• **THE EXERCISE**
Decide whether each statement agrees with the passage on values in mathematics education. Answer yes or no and quote the words that decide it. 1. The Third Wave Project has been working on values-related research since 2009. 2. Halstead and Taylor treat values and beliefs as the same thing. 3. Wilkie had her participants rate how important fractions were to them.

++++ PASSAGE ++++

Bishop (1999) sees “values in mathematics education … [as] the deep affective qualities which education fosters through the school subject of mathematics” (p. 2). DeBellis and Goldin (2006) extended this definition, when they wrote that “values, including ethics and morals, refer to the deep, ‘personal truths’ or commitments cherished by individuals” (p. 135). This reflects Halstead and Taylor’s (2000) definition of values in the wider education scene, in which they regarded values as being the “principles and fundamental convictions which act as general guides to behaviour, enduring beliefs about what is worthwhile, ideals for which one strives, standards by which particular beliefs and actions are judged to be good or desirable” (p. 3), thereby differentiating values (that which is important) from beliefs (that which is true). Hill (1991) had proposed this similarly in the field of education in general, when he defined values as being “held by individuals to which they attach special priority or worth, and by which they tend to order their lives” (p. 4).

A consortium of some 21 research teams located in 18 different economies around the world has been collaborating on values-related mathematics education research since 2009. Called ‘The Third Wave Project’, it has been finetuning its operating definition of values. In the current view,

valuing refers to an individual’s embrace of convictions which are considered to be of importance and worth. It provides the individual with the will and grit to maintain any ‘I want to’ mindset in the learning and teaching of mathematics. In the process, this conative variable shapes the manner in which the individual’s reasoning, emotions and actions relating to mathematics pedagogy develop and establish. (Seah, 2018, p. 616)

These perspectives to values in mathematics education share a similar concern and objective, that is, examining what and how particular values would facilitate more effective mathematics learning and/or teaching. This is significant, given the many students around the world who are disengaged with school mathematics when they are as young as 12 years old, and many also do not choose to study the subject at the senior high school levels and beyond. The argument has been that when students, teachers, and other stakeholders value some particular enabling attributes of mathematics pedagogy, such as open-endedness and application, the subscription to these conative variables would provide the individual with the motivation, drive, and perseverance to see a purpose of studying mathematics, and to engage with the subject in school.

In this context, all the seven chapters in this section can be considered to be researching values/valuing to different degrees. In particular, both Dobie and Wilkie’s respective studies made use of the values variable in a more direct manner. Dobie’s research question was: “What is the relationship between students’ personal values and their ideas about the usefulness of mathematics?”. The statements in her survey instrument begin with ‘It is important to me that …’, which is in line with the definition of values as being the attributes that are regarded as important. On the other hand, although Wilkie asked her participants to write down what wishes they had for mathematics learning, she had also explained that these were the things that mattered—and thus, were of importance and valued—to the students. Participant-generated phrases such as ‘being better at fractions’ and ‘wanting to make more effort’ (see Table 8.1 in Chap. 8) could thus be interpreted as expressing convictions such as fractions and effort respectively.

++++ SOURCE DATA ++++

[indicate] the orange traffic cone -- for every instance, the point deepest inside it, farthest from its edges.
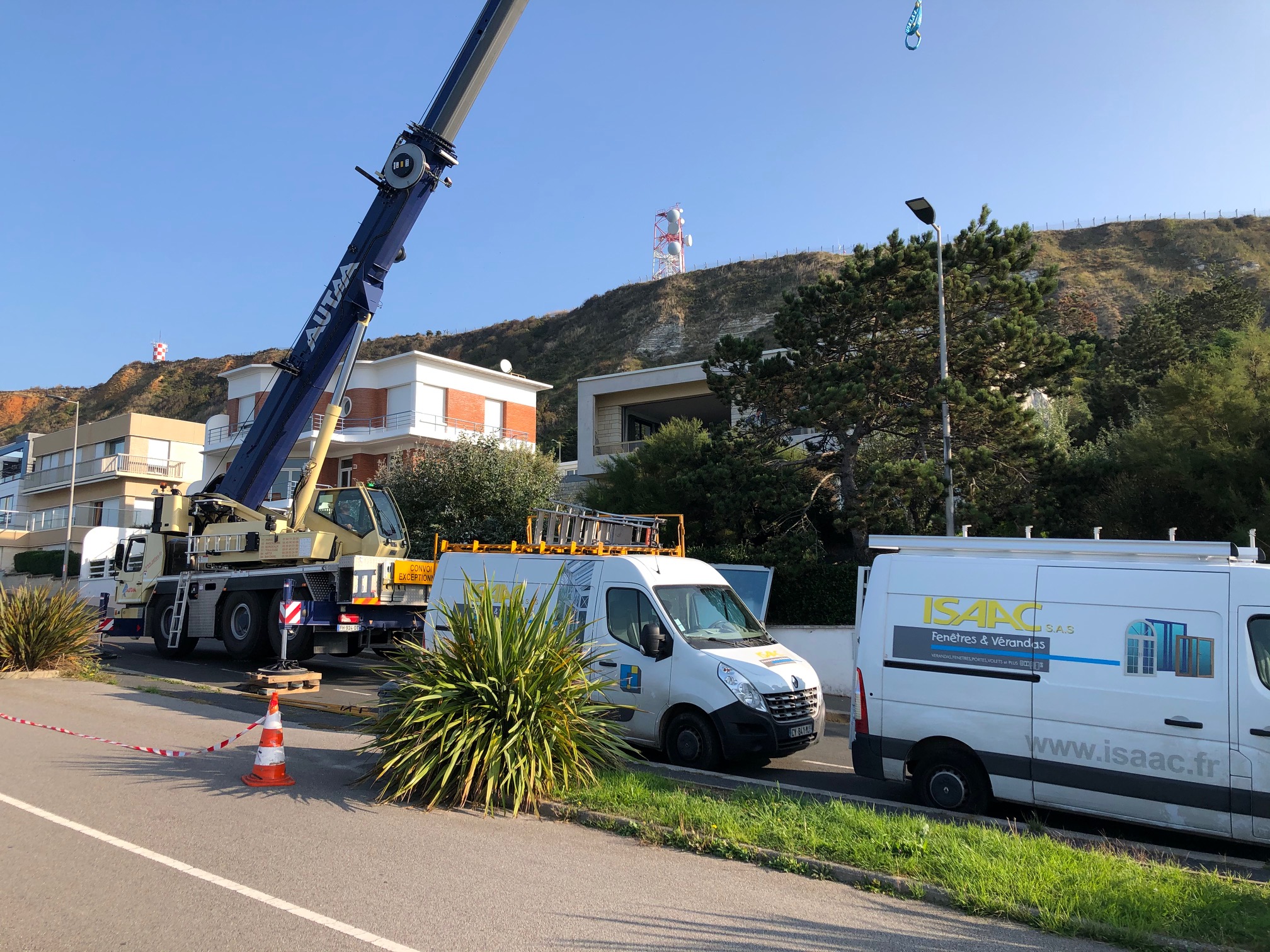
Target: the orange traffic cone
(271, 757)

++++

• **SOLVED EXERCISE**
1. Yes: "has been collaborating on values-related mathematics education research since 2009"
2. No: "thereby differentiating values (that which is important) from beliefs (that which is true)"
3. No: "Wilkie asked her participants to write down what wishes they had for mathematics learning"